Text extract >>
Visualizing Monitoring Metrics

2018-01-28

I recently experimented with system monitoring but stopped short of creating any reporting on the metrics gathered. I took some time to draw up a quick interface to surface some of that information in a further exploration of managing my own server.

Data Format

As mentioned when I built the metric collection application, all data is stored in a SQLite database in a single table with the following schema:

CREATE TABLE metrics (
       key       TEXT,
       value     FLOAT,
       timestamp DATETIME DEFAULT CURRENT_TIMESTAMP NOT NULL
);

This makes writes very easy, and allows for new "interesting" things to be written to the database without the need for database migrations first, new information can be inserted directly using a new key.

Reporting

My previous standard practice for monitoring this server was to occasionally SSH in and run top, manually verifying things looked "fine" (without ever really bothering to outline what "fine" looked like). Keeping with my standard tact of the best is the enemy of the good, I've opted to simply ease my own access to system state, rather than try to automate any checks. Influenced heavily by the original project impetus Munin, I set to create a chart that captured those things I was regularly watching for.

Extracting Data

A single SQL query is suffient to extract all the necessary data, it is necessary however to do a bit of JOINing on the table itself to de-dupe entries into a single tuple (row) per timestamp. Here I limit the query to only the last 7 days of data:

SELECT strftime('%s', memory.timestamp),
       memory.value*100,
       cpu.value,
       disk.value 
FROM metrics AS memory,
     metrics AS cpu,
     metrics AS disk
WHERE memory.timestamp = cpu.timestamp AND disk.timestamp = cpu.timestamp
      AND memory.key = 'memory'
      AND cpu.key = 'cpu'
      AND disk.key = 'disk_/'
      AND memory.timestamp > date('now', '-7 day')

Goal >> Revise the stretch from "As mentioned when" through "using a new key." in the post on visualizing monitoring metrics, putting "PostgreSQL" wherever "SQLite" appears.

Extracted entries >>
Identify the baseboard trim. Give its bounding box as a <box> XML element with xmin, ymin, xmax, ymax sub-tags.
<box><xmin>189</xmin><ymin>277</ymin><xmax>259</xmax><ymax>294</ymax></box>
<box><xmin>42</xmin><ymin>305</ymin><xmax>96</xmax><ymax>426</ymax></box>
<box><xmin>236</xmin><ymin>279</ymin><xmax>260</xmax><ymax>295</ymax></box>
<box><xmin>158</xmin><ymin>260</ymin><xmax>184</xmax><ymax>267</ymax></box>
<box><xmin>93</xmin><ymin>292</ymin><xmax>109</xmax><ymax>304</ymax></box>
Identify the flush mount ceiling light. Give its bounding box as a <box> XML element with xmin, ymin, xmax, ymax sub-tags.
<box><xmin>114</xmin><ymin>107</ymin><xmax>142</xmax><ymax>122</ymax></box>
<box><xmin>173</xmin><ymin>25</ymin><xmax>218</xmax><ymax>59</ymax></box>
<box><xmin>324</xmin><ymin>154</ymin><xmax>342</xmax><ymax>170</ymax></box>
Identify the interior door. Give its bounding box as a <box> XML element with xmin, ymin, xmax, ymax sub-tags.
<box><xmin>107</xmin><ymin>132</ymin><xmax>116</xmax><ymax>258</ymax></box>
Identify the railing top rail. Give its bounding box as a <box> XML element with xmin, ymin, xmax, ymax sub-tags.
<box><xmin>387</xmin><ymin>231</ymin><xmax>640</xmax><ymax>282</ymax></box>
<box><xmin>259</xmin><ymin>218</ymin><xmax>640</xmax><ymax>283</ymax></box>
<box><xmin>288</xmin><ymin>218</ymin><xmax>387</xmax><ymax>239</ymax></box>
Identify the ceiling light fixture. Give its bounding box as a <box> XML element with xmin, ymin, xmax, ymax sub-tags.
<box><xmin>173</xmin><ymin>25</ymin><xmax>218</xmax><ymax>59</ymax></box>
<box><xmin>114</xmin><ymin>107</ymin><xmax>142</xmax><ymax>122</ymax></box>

The reply >>
As mentioned when I built the metric collection application, all data is stored in a PostgreSQL database in a single table with the following schema:

CREATE TABLE metrics (
       key       TEXT,
       value     FLOAT,
       timestamp DATETIME DEFAULT CURRENT_TIMESTAMP NOT NULL
);

This makes writes very easy, and allows for new "interesting" things to be written to the database without the need for database migrations first, new information can be inserted directly using a new key.